ACTION ITEM: Each line of the data that mentions the string "instance" needs to be identified and copied.

RECORD EXTRACTS:
##########

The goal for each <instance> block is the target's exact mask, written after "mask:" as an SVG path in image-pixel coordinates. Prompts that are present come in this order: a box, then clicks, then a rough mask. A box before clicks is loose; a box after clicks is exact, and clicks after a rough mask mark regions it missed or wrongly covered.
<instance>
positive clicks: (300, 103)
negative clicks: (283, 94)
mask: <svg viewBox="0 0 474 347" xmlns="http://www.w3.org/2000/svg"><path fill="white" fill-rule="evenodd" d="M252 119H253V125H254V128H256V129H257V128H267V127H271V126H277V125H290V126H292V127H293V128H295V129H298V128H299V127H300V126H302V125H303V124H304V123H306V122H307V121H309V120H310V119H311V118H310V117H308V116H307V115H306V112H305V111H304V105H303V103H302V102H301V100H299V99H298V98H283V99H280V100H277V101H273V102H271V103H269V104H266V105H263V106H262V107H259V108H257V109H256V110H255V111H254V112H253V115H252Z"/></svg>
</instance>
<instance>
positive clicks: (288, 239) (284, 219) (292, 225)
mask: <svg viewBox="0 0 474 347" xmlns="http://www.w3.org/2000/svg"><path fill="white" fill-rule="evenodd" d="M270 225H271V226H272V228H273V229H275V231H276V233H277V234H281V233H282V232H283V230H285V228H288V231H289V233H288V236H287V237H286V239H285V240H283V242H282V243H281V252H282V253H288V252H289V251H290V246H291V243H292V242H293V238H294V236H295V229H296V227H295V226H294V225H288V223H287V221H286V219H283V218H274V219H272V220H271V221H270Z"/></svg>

##########

EXPECTED OUTPUT:
The goal for each <instance> block is the target's exact mask, written after "mask:" as an SVG path in image-pixel coordinates. Prompts that are present come in this order: a box, then clicks, then a rough mask. A box before clicks is loose; a box after clicks is exact, and clicks after a rough mask mark regions it missed or wrongly covered.
<instance>
</instance>
<instance>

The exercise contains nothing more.